• _Exercise goal_: Copy every entry below word for word, leaving out the pictures.

• _Raw records_:

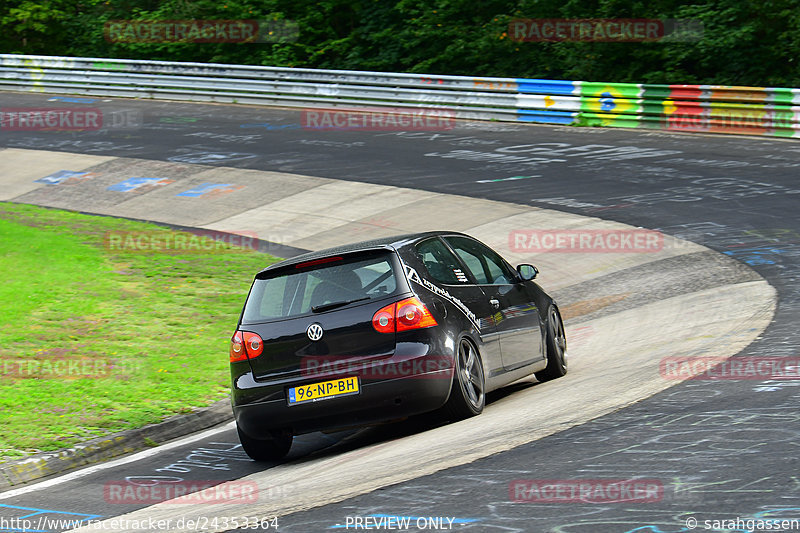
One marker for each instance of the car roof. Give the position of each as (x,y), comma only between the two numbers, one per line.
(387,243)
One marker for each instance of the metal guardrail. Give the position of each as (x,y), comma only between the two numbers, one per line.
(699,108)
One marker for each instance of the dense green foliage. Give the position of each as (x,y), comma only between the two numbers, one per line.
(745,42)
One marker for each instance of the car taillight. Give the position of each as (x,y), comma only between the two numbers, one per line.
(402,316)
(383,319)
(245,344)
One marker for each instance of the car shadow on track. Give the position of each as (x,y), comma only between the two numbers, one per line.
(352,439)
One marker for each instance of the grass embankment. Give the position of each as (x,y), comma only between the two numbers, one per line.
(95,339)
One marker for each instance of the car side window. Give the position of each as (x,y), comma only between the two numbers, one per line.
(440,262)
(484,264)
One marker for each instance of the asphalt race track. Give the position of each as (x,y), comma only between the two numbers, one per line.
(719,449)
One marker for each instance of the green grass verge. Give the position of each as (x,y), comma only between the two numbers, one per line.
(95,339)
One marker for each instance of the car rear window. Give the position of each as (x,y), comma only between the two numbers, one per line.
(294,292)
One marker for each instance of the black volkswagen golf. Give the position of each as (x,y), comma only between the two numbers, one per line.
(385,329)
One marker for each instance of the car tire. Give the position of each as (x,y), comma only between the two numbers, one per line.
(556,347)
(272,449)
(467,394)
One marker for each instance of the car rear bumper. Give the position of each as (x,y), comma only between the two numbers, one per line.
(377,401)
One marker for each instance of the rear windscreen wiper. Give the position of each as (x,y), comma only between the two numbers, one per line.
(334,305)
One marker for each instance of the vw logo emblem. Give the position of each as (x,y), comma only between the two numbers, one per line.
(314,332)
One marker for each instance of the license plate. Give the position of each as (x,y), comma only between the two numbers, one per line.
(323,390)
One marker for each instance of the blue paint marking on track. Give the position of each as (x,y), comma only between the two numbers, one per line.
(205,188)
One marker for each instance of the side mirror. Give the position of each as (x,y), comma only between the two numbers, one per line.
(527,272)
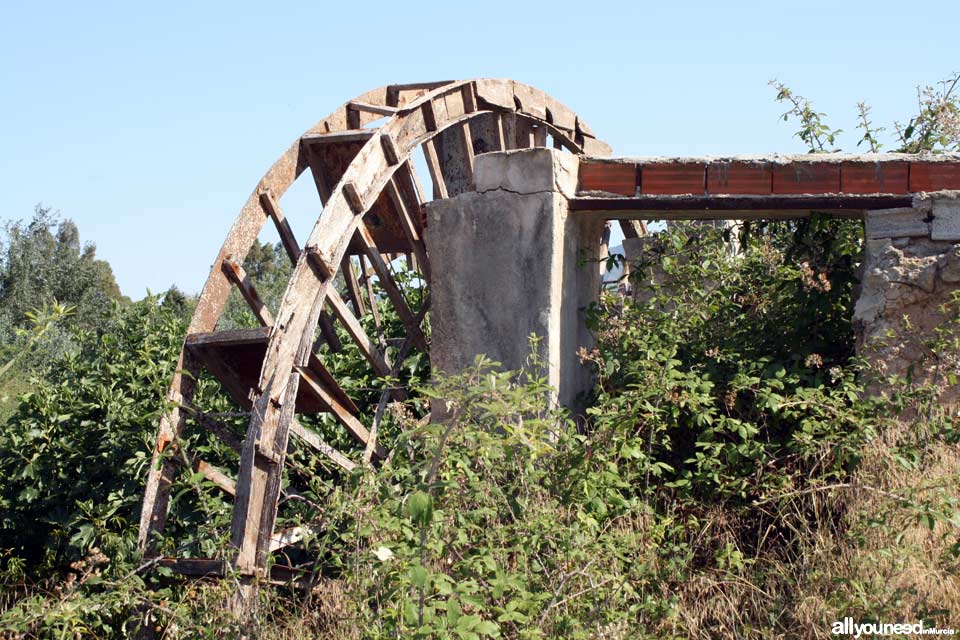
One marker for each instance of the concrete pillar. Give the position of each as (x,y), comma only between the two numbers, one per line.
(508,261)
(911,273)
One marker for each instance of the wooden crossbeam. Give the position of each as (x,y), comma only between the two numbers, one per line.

• _Answer to the problem_:
One marker for each instance of the car roof. Give the position of each as (x,y), comma only between the two numbers, one per line.
(387,243)
One marker for each instance of the metal guardrail. Give the position of each as (x,y), comma only between the two numbers, one per line.
(699,108)
One marker for each instance of the dense green foliage. Give the position of each as (x,y), comma only between the two numbers, one per line.
(745,42)
One marker for each instance of the car taillight. Give the position of each as (x,y), comma only between the two numbers, one per line.
(402,316)
(383,319)
(245,344)
One marker for each instance of the car shadow on track. Give the position of each as (x,y), comma only between the two numbers, one per line.
(352,439)
One marker for each instance of the grass embankment. Give the position of each as (x,y), comma only between the two numbers, one per line.
(95,339)
One marker for each instance of the car side window. Give the position of each as (x,y), comma only between the two numbers, one per line.
(440,262)
(484,264)
One marker for each instance of the asphalt race track. Give the position of each as (x,y), comma only between the two numbers, one per line.
(719,449)
One marker for each instance of the green grass verge. Give the position of each as (x,y), comma only between the two numbers, one per line.
(95,339)
One marker for each instance of the car rear window. Give the position of each as (x,y), comma only between the two numbers, one per line.
(294,292)
One marker for each instance of the black volkswagen golf. Give the position of each as (x,y), comma only between the two numbers, one per line.
(385,329)
One marker for each instance of the car tire. Give the position of each as (x,y), comma only between the two numbers, one per line.
(556,347)
(272,449)
(467,394)
One marker for each instance of the car rear bumper. Give the position of each as (x,y), comma only between the two numbers, one per line.
(377,401)
One marker for each instance of the rear windscreen wiper. Give the position of each as (x,y), comma only between the two numbers, one per line.
(334,305)
One marker for each instance of the vw logo emblem. Give the position of each as (x,y), comma only between the two numbers, one per line.
(314,332)
One marker for each instance of the license plate. Give the position of each as (x,y), comma only between the two numbers, one per line.
(323,390)
One marker for each instance of the blue paint marking on track. Give the position of each as (x,y), comma only between the two numbers, one per line.
(205,188)
One marker for each instance of the side mirror. Give the position of each as (x,y), comma only between the two numbers, one per line.
(527,272)
One marker for each instance of the concrete pillar. Give the position of each as (x,y), comma only between the two numbers, one per line.
(508,261)
(911,273)
One marker for each instance of the wooden crossbeam. Give the position of each as (x,y), comma only between the two numbers, one per line.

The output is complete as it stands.